◆ Text block ◆
SI: You have your personal brand and some catchphrases that people know you for. Will you bring some of that over? Like will you start the day giving viewers the octo-box? Are you gonna hit people with a “Seven hours of commercial-free Olympics” or any Easter eggs for your RedZone fans?

SH: I promise I will drop some Easter eggs for our loyal NFL RedZone viewers that are watching Gold Zone. One-hundred percent, there will be Easter eggs. Catchphrases have to feel organic. So I would just say tune in and watch. It’ll be worth your time. But yeah, I don’t want to force anything. You want it to be natural.

SI: You sound very busy preparing. What are you usually doing this time of year?

SH: One thing I do every summer is I take an international trip, and I volunteer and then I’ll explore or have an adventure. It’s kind of a half mission trip, half vacation. And I’m having to amend my plans a bit this summer, with the buildup to the Olympics. But it’s a fair tradeoff to have this responsibility and this assignment with NBC Sports. I still am planning on volunteering. I think I’m gonna go, it’s not 100% sure, but I think I’m gonna serve at an orphanage for Down syndrome children in Guatemala. It’s part of a group called Orphan Outreach that I partnered with in Latvia and Russia and Kenya; they’re an American-based organization, and I’ve gone on trips with them before. And I’m really excited about it, but the way my calendar is falling, I might be there in Guatemala like two or three weeks before the Olympics begin. So I’ll still have time to reacclimate and get in Olympics mode. I’ll be in Olympics mode even when I’m in Guatemala. …

I’m very blessed in my life, with time and some disposable income that I can use to hopefully be a blessing to other people. So I love doing it, and I love children, and particularly the most vulnerable children. I’ve done it every summer that I’ve hosted RedZone, except for COVID summer. So I’ve served in probably 15 or 16 different countries.

SI: When you look back on the job you do hosting Gold Zone, either day-by-day or after the Olympics, what will it take for you to feel like you did a good job or it was worth it?

SH: If at the end of the Games, people tell me, That felt like RedZone. Or, That gave me some RedZone–esque thrills, that will be mission accomplished. If casual Olympics fans tell me at the end of the Games that they watched more Olympics than they ever have because of Gold Zone, that will be mission accomplished.

Stored data entries:
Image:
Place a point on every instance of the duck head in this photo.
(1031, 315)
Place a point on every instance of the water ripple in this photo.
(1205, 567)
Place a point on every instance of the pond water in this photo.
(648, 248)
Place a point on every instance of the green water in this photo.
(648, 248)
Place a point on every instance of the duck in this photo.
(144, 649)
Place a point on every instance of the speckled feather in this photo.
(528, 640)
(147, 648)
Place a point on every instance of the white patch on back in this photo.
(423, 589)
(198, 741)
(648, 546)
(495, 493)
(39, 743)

◆ Problem requirements ◆
Answer these questions using the interview above the rows:
(a) What does the interviewee say catchphrases have to feel like?
(b) Which organization does the interviewee plan to volunteer with in Guatemala?
(c) In roughly how many countries has the interviewee served?

◆ Output below ◆
(a) Organic.
(b) Orphan Outreach.
(c) Probably 15 or 16.